Description of the task
Exactly the lines from the line containing "Task: pick out one point on every instance of the vegetation" through the final line of the entries below must be returned, and only those, without pictures.

Material provided
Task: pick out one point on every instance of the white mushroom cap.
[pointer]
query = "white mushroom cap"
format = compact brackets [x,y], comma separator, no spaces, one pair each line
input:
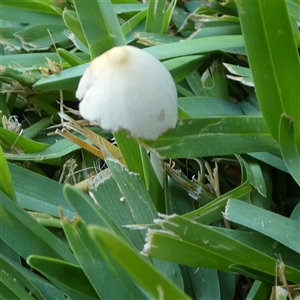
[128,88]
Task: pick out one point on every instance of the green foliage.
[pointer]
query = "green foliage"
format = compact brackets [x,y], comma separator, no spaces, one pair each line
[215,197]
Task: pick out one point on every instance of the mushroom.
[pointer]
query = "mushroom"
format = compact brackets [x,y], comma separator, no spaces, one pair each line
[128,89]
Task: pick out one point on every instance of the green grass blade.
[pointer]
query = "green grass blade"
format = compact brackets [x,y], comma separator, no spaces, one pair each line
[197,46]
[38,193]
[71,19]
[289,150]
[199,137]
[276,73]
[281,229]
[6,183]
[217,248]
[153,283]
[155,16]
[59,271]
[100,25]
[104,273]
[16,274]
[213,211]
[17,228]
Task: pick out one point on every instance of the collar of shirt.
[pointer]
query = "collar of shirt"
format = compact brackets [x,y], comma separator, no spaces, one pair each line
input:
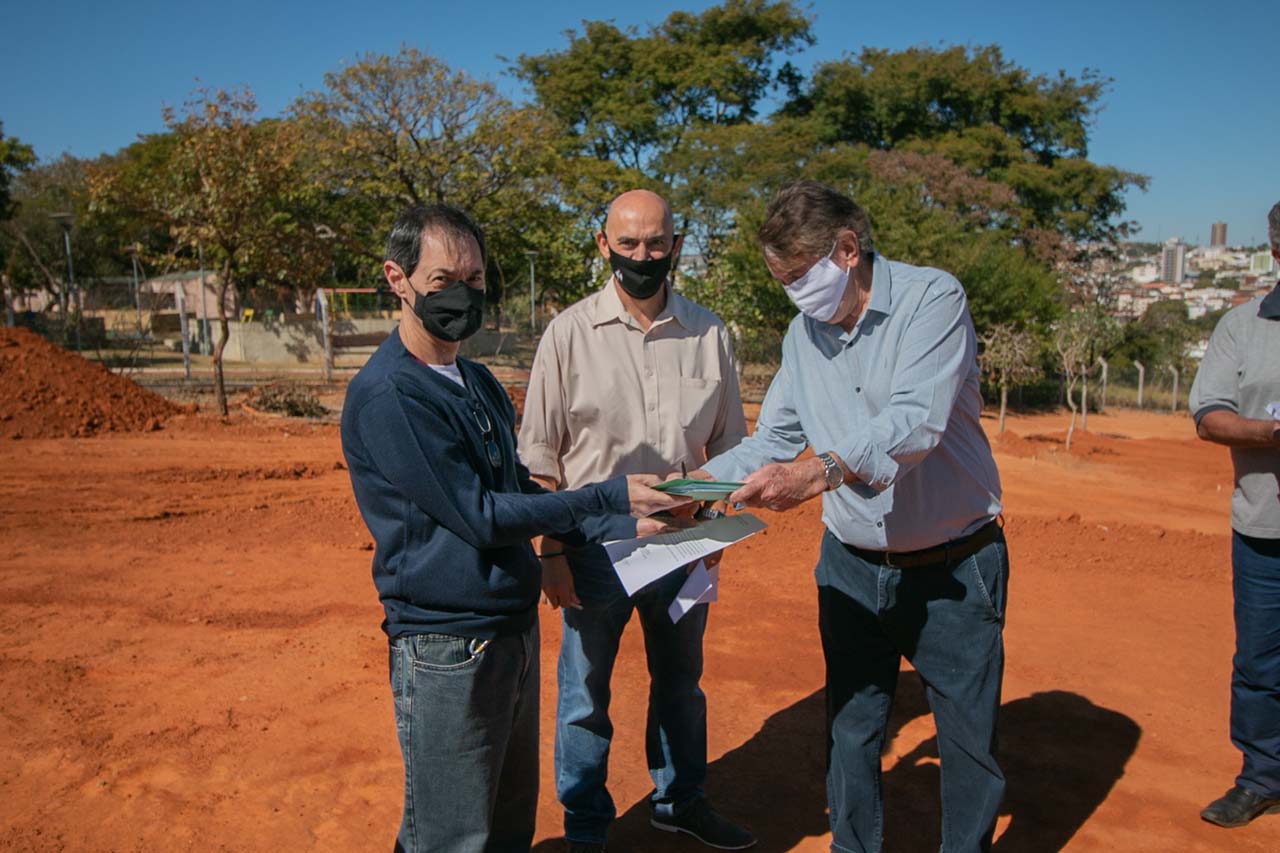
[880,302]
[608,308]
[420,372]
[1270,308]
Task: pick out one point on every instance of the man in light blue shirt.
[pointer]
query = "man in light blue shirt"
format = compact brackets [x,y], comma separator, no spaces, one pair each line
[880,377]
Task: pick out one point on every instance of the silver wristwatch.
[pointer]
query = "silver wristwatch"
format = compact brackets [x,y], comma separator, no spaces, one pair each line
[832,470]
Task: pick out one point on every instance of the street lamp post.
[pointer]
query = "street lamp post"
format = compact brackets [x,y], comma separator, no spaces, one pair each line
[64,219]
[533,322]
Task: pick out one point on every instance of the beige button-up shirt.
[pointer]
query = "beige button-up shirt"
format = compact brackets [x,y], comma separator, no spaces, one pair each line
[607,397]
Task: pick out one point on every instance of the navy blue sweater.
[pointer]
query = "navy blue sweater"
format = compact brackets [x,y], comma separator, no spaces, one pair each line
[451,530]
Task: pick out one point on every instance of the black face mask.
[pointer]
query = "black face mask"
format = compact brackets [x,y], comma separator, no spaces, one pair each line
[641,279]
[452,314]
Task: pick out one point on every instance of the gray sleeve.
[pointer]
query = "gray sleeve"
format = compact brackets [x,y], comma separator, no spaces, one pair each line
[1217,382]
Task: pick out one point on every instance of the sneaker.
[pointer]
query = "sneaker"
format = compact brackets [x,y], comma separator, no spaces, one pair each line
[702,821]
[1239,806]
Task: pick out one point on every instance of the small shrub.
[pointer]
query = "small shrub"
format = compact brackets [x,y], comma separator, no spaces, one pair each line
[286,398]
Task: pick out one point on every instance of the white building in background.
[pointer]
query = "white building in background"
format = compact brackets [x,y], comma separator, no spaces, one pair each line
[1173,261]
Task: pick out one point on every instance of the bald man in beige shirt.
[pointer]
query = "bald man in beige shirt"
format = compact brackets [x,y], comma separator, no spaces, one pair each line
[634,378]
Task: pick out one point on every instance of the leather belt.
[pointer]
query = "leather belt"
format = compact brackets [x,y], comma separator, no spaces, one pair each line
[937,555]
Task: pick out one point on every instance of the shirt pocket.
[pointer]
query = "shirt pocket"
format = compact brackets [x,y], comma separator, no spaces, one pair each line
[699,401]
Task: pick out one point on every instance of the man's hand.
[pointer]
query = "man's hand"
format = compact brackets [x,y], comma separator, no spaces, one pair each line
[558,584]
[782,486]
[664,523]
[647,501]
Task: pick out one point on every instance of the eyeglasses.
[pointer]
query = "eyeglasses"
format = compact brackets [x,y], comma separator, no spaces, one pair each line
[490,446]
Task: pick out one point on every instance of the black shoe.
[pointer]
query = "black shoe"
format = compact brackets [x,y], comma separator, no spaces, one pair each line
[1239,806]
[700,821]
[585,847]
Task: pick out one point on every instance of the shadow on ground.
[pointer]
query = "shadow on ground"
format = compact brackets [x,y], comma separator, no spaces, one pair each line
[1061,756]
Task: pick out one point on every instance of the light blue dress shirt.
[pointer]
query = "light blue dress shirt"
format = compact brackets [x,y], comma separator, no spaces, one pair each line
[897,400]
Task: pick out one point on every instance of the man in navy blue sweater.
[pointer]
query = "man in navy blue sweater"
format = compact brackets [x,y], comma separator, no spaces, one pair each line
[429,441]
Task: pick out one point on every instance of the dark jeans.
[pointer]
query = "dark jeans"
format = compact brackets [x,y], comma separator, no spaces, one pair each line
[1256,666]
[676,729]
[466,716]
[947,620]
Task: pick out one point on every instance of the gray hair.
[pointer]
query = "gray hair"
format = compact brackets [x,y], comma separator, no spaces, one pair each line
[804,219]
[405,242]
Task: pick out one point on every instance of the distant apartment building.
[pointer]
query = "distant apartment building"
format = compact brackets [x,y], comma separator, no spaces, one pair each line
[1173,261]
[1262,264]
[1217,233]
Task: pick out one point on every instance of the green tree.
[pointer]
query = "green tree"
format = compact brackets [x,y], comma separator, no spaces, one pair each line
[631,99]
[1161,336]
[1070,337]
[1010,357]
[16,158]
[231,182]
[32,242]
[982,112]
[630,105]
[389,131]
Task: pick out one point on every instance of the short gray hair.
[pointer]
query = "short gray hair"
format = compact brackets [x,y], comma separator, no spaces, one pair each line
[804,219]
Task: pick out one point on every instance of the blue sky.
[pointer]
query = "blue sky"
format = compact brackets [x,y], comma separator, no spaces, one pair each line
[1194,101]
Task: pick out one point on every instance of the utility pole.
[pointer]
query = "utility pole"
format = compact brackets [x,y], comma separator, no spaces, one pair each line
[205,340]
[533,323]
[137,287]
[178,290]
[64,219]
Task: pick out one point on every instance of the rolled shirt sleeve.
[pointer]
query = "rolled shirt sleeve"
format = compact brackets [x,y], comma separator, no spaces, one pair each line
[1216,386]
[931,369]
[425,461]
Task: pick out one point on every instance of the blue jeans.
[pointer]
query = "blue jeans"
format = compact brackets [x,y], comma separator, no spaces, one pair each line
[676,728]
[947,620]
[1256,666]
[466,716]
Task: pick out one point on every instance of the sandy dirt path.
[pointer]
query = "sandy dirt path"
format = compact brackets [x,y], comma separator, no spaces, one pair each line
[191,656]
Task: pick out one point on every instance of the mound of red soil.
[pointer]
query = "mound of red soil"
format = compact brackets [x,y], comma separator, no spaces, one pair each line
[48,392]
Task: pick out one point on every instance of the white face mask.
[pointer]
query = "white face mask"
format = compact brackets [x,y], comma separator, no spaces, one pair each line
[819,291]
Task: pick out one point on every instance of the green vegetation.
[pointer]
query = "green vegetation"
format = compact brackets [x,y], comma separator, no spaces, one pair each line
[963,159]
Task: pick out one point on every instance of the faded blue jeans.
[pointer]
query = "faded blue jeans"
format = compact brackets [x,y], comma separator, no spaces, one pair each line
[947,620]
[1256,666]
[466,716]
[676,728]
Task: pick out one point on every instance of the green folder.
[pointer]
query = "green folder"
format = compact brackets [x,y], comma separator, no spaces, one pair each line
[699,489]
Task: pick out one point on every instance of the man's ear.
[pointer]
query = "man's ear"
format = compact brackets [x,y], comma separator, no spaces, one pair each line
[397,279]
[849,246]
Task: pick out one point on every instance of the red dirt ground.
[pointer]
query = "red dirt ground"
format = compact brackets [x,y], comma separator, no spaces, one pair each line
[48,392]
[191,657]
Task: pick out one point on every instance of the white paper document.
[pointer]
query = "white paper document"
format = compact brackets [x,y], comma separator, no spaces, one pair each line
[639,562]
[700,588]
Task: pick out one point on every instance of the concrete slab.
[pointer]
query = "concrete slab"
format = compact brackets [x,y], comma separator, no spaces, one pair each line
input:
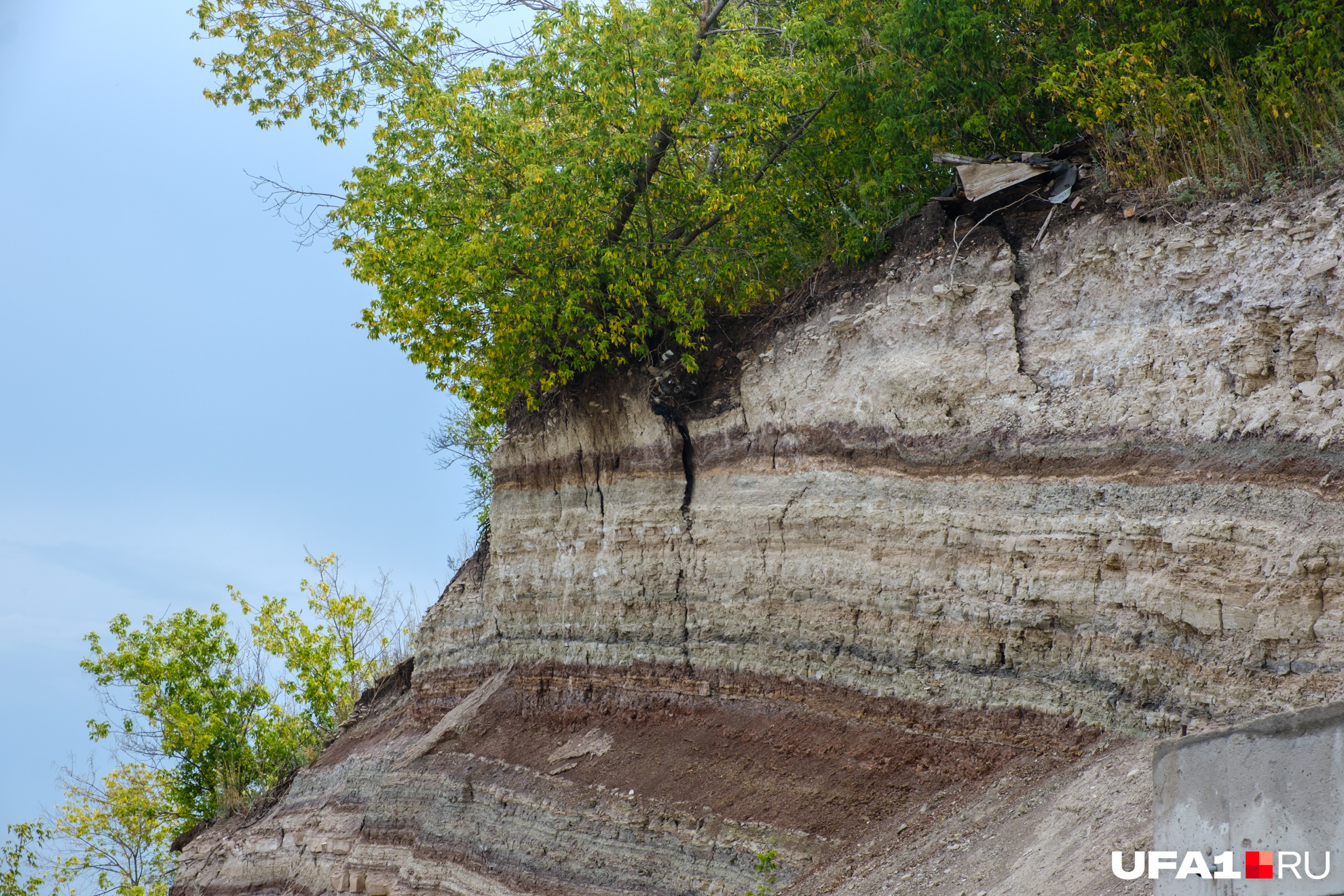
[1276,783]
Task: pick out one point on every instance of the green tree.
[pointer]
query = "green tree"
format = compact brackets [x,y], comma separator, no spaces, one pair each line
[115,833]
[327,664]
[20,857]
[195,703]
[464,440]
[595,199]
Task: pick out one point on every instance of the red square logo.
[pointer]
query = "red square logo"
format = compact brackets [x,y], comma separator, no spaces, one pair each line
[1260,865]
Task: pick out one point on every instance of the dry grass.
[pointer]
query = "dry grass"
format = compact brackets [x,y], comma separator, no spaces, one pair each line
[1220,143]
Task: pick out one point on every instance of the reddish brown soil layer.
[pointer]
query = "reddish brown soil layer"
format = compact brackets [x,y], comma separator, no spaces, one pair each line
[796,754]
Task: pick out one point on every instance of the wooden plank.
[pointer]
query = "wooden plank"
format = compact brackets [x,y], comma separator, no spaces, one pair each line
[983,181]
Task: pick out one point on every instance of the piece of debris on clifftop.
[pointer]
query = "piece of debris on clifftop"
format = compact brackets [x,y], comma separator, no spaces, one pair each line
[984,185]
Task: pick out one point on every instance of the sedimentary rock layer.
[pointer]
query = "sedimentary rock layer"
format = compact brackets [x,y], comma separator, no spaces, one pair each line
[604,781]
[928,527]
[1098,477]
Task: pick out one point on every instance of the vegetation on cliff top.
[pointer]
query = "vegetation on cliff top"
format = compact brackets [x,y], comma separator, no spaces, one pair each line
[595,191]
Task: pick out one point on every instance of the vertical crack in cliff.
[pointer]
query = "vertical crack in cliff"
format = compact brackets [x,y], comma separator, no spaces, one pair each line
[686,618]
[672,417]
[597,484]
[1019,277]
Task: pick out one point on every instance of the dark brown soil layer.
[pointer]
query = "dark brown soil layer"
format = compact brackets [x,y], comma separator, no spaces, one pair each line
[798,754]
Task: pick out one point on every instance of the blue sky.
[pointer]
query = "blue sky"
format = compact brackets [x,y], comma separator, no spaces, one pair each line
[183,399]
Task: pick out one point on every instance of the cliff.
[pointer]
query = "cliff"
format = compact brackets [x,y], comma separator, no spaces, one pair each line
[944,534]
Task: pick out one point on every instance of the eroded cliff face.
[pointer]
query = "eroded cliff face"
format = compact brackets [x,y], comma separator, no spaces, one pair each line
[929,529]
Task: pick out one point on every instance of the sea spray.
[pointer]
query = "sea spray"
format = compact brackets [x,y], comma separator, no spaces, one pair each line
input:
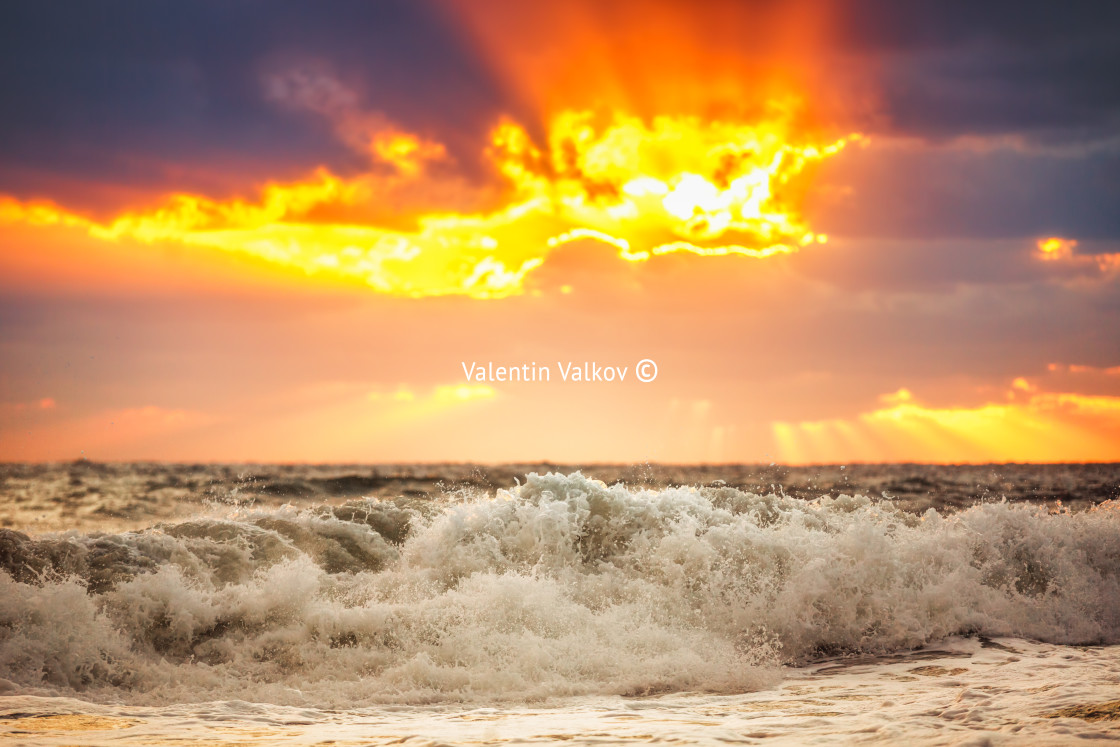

The response
Task: pick out one point on every instance of the vegetation on cliff top.
[pointer]
query = "vegetation on cliff top"
format = compact brackets [x,y], comma separator, no spaces, one pair each line
[595,191]
Task: pick out one point on every instance of the vertical crack in cliff.
[pointer]
query = "vertical crack in cliff"
format = compact brackets [x,y], comma separator, no spaces, one pair each line
[686,618]
[672,417]
[597,484]
[1019,277]
Task: pick out one point on every instance of the dark brown soil layer.
[pointer]
query = "dark brown soil layer"
format = compact brackets [x,y], comma separator, no spaces, one pair each line
[798,754]
Task: pick out one point on every instance of the blue sky.
[pointer]
query = "blue sky"
format = compact brackets [x,y], comma separator, no spaces, one pair each line
[183,399]
Task: pick out one point on every instance of the cliff.
[pointer]
query = "cliff"
format = compact brackets [x,y], comma separator, no spaces, one pair each line
[944,534]
Task: pick out one point on every instance of the eroded cliff face.
[pointer]
query = "eroded cliff face"
format = compact brackets [x,y], comma separator, no spaces, one pair each line
[929,529]
Task: pick out one point on every instance of the sea spray.
[pointer]
query = "sea spray"
format = compact brackets [x,y], comma separator, no spaces, one pair each line
input:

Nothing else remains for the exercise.